RITE OF PASSAGE: Divine disappointments
Recently, I had the privilege of speaking at McGregor Church in Ft. Myers, Fla. I preached on “Our Disappointments are God’s Divine Appointments.” It was an incredible morning. I left immediately after the third service and arrived at the airport in time to catch my 3:10 flight. As soon as I reached the gate, I heard an announcement. A medical emergency had rerouted the incoming flight, delaying mine.
Knowing I had a few hours to kill, I started walking around to see what God was up to. As I reached the end of the concourse, I heard, “Walker, Walker.” Turning around, I recognized the man who was calling my name. Only a few hours before, he had come forward in the service, asking me to pray with him. We didn’t get to talk very long because so many others needed my attention, but I had told him I would remember him in prayer. Now, I had run into him at the airport. We were able to have an extended visit and exchange addresses. I was so excited that God would use my disappointment to allow me to minister to this young man!
When we finally boarded the plane, I found myself in the center seat in row 39. There are only two things that I hate about flying: 1. Sitting in the back of the plane, and 2. Sitting in the center seat. I have a touch of claustrophobia (I think it started in the womb). On this day, I was stuck in both the back of the plane and the middle seat. I guess you could say I was . . . disappointed.
+ + + + + + +
# Work instructions
Using the piece on divine disappointments, list each setback the writer describes as a disappointment on the trip home.

# Excerpted records
+ + + + + + +
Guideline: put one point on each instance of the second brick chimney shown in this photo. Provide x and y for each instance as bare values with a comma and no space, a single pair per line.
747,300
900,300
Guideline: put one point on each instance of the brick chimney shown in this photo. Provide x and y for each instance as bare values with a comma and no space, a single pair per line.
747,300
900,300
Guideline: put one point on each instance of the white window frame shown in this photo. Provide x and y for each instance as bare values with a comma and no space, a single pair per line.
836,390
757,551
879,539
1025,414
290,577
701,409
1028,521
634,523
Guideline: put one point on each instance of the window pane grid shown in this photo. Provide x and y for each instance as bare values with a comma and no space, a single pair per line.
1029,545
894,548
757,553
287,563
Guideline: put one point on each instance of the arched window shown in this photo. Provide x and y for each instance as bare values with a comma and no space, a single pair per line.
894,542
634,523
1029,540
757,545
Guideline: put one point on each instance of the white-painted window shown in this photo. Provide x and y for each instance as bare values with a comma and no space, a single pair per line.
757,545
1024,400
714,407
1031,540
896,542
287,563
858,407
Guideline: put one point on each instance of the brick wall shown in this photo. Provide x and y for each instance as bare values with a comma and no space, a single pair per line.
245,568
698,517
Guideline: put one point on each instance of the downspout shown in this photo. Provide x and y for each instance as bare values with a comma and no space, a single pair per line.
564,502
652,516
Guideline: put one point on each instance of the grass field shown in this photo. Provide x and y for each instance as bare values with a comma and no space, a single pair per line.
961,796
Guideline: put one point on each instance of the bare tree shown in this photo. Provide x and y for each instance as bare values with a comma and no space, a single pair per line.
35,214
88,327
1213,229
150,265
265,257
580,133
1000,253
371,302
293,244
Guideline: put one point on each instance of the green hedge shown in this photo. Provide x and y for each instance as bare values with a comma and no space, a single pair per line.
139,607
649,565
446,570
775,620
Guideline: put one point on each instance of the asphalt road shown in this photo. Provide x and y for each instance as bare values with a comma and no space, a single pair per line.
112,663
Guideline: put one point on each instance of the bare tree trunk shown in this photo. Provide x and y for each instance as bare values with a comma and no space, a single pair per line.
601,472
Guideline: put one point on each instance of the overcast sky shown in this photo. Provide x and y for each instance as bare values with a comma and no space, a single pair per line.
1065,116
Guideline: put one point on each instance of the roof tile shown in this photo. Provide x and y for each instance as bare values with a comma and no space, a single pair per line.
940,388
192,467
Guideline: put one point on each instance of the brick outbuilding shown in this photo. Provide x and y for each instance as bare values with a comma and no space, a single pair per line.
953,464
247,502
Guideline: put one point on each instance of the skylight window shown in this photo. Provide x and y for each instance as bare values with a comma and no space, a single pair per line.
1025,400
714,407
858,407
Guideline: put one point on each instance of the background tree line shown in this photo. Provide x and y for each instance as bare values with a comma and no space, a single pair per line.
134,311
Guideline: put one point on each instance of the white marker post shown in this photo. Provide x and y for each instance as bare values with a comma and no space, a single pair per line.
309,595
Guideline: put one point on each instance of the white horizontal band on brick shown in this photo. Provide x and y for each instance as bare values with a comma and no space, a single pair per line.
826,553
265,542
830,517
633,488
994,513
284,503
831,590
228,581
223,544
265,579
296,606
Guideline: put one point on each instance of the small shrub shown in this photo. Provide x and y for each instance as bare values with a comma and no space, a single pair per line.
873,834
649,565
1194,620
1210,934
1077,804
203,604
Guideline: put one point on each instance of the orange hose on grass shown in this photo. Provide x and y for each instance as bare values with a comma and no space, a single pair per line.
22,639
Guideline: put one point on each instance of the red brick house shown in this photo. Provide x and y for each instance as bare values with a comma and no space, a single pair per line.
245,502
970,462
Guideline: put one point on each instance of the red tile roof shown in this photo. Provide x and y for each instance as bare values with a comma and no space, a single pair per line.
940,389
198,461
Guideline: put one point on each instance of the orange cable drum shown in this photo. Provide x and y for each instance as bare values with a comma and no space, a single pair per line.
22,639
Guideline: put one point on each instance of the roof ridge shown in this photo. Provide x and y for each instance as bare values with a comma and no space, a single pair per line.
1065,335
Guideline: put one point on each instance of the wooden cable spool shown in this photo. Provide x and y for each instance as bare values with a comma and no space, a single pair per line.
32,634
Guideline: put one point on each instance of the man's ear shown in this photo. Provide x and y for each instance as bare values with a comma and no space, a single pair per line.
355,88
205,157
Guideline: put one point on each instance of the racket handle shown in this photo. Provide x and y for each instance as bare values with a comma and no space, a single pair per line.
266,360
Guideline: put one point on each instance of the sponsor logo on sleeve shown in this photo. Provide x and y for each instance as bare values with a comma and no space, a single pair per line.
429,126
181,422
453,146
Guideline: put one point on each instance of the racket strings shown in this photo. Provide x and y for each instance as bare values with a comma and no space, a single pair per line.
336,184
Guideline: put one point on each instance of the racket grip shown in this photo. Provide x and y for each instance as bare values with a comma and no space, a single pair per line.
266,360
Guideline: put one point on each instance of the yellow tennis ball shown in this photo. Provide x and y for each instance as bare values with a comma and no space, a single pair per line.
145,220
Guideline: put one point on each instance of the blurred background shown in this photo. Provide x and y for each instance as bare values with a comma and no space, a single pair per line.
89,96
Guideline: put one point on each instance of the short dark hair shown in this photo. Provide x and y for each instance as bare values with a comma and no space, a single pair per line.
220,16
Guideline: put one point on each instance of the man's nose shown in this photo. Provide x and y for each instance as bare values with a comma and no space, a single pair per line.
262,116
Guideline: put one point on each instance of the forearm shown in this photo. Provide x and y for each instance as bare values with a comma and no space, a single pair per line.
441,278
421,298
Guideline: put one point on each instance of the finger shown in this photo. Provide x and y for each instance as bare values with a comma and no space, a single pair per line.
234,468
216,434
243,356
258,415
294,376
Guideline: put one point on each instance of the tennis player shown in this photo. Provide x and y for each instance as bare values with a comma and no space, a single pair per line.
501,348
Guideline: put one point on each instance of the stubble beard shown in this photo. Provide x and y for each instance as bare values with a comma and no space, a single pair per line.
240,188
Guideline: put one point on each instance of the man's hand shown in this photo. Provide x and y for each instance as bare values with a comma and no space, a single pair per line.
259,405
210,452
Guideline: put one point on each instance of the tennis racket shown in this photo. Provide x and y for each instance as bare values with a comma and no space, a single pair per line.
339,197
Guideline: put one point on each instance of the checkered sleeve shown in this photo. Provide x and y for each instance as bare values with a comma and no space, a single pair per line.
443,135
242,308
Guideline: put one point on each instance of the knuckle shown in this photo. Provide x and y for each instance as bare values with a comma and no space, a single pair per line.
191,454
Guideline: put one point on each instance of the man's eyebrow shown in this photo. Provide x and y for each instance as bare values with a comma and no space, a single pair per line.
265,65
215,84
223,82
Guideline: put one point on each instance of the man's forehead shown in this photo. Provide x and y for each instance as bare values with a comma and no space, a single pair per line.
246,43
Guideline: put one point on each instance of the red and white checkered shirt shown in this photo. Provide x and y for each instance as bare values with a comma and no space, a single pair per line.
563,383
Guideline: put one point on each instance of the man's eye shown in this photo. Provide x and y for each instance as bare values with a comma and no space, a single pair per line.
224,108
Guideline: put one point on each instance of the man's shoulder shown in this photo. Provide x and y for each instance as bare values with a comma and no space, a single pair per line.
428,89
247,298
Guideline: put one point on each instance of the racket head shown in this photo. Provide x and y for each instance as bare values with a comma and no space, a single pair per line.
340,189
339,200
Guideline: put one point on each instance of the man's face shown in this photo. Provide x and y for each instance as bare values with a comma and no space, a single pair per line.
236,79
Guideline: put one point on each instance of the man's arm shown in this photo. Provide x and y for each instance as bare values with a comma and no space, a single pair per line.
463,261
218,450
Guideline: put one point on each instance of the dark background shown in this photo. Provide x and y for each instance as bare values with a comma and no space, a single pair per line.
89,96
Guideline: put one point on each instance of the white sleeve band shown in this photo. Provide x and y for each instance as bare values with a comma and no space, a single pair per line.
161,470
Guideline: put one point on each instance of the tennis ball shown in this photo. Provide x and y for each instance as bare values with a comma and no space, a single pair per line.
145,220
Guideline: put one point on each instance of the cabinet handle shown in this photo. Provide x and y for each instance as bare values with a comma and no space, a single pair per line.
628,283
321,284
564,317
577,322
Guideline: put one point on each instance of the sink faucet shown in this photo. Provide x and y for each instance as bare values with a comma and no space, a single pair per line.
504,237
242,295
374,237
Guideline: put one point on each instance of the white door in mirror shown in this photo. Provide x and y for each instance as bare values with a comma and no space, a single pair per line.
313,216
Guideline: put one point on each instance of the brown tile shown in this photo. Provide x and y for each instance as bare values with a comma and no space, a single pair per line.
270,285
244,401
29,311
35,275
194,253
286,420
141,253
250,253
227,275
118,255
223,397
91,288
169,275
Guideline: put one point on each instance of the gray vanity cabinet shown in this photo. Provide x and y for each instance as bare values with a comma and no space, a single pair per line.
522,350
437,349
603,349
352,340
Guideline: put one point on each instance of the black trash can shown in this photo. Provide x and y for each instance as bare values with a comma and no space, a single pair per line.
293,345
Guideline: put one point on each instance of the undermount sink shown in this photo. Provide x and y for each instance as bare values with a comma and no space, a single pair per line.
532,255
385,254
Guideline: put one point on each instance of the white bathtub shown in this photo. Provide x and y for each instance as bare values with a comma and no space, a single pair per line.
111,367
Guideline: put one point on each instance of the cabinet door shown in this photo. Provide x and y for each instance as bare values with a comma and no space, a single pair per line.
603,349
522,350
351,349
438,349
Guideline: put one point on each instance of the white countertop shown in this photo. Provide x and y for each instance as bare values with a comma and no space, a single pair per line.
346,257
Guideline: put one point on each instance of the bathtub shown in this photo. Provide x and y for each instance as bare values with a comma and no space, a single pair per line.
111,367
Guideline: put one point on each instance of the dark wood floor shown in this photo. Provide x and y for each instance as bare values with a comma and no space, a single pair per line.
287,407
+ + + + + + +
# Exercise output
- The 3:10 flight was delayed because a medical emergency had rerouted the incoming flight.
- The seat was in the back of the plane (row 39).
- The seat was the center seat.